● Excerpt
This release has been a long time in the making. I had the initial idea of utilizing vectorized instructions to speed up the core line ending search logic during the initial development of tac in 2017, but was put off by the complete lack of stabilized SIMD support in rust at the time. In 2019, after attempting to process a few log files – each of which were over 100 GiB – I decided to revisit the subject and implemented a proof-of-concept shortly thereafter… and that’s when things stalled for a number of reasons.

In perfect honesty, the biggest reason a SIMD release was put on hold was that I had what I needed: my local copy of tac that used AVX2 acceleration worked just fine to help speed up my processing of reversed server logs, and having completed the challenging part of the puzzle (trying to vectorize every possible operation in the core logic), I was not particularly interested in the remaining 20% that needed to be done – and the state of rust’s support for intrinsics was considerably lacking at the time.

Outline labeling listing:
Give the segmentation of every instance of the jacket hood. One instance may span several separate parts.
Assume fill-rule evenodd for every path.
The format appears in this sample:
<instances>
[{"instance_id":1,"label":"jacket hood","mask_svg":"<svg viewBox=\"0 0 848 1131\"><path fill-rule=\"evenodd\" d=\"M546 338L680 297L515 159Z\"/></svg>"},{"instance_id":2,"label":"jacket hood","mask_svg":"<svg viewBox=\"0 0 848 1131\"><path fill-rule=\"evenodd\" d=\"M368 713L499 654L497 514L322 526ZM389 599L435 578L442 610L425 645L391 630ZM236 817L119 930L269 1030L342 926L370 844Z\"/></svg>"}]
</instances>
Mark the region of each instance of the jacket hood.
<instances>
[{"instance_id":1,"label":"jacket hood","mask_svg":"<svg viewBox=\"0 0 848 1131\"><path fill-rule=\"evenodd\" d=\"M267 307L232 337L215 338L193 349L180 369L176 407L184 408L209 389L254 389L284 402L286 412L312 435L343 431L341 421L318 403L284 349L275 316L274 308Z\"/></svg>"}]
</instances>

* * *

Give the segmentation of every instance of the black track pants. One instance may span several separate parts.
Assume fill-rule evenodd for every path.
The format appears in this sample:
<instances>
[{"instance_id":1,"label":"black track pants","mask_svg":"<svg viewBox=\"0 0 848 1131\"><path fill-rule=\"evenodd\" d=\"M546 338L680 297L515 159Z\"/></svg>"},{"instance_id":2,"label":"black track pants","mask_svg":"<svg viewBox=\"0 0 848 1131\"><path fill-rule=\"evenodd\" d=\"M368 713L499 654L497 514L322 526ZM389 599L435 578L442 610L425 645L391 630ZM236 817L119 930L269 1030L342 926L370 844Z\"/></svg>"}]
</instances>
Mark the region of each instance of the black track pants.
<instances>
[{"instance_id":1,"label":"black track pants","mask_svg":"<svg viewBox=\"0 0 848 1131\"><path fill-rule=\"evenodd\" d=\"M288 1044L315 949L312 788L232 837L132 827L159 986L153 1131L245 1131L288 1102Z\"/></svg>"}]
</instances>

* * *

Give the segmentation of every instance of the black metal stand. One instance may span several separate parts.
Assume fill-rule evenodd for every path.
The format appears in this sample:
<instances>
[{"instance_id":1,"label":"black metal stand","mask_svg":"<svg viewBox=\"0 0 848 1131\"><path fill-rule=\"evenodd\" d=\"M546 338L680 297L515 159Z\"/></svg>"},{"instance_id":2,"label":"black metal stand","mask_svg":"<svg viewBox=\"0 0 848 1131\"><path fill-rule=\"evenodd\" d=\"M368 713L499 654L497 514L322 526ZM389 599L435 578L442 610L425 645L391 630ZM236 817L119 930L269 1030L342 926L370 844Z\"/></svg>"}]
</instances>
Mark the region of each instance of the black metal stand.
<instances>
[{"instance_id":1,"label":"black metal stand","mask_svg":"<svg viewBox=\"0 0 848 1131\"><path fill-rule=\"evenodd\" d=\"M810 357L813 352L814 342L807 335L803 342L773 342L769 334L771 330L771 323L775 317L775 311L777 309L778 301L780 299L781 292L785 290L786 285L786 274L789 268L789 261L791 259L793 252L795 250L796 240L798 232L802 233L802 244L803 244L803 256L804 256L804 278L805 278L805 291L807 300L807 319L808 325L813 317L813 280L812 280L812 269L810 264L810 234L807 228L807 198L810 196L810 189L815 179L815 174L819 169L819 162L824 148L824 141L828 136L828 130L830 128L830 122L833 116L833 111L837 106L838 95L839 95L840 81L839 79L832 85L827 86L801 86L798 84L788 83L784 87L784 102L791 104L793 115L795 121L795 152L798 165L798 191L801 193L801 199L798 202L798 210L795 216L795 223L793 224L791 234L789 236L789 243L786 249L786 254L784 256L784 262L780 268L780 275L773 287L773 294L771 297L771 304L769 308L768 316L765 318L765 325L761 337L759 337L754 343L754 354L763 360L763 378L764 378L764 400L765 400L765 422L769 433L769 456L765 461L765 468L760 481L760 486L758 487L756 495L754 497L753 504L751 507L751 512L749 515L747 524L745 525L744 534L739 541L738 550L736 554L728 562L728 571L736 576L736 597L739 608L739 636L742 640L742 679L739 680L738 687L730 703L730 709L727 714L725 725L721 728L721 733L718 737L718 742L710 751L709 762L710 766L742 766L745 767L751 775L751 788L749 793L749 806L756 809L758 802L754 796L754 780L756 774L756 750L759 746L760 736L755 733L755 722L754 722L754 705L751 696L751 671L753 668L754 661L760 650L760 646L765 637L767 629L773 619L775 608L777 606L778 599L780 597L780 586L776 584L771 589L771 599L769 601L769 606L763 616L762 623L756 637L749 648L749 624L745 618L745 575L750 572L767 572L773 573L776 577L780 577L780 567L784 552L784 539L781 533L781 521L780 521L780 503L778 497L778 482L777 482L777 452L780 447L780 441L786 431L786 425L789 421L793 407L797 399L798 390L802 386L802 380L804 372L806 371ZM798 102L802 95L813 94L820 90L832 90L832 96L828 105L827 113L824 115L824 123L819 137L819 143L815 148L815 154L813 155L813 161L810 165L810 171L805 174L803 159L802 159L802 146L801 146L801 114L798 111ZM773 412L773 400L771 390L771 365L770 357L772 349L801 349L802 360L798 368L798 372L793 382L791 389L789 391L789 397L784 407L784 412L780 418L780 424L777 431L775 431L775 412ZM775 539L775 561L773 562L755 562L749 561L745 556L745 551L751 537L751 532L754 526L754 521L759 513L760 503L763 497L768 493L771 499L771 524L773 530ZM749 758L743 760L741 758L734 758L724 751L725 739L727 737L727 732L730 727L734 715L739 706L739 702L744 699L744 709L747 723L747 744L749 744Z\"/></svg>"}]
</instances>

● Problems
A. From the tac release excerpt, quote everything from "In perfect honesty, the" down to "lacking at the time.".
B. Condense the paragraph of the tac release excerpt that begins "This release has been a long time in the making" into a short bulleted list.
The listing is separate material, unrelated to the tac release excerpt.

● The replies
A.
In perfect honesty, the biggest reason a SIMD release was put on hold was that I had what I needed: my local copy of tac that used AVX2 acceleration worked just fine to help speed up my processing of reversed server logs, and having completed the challenging part of the puzzle (trying to vectorize every possible operation in the core logic), I was not particularly interested in the remaining 20% that needed to be done – and the state of rust’s support for intrinsics was considerably lacking at the time.

B.
- The idea of using vectorized instructions to speed up tac's core line ending search dates from tac's initial development in 2017.
- It was put off because rust then had no stabilized SIMD support.
- In 2019, after trying to process log files of over 100 GiB each, the author revisited the idea and soon built a proof-of-concept.
- Progress then stalled for a number of reasons.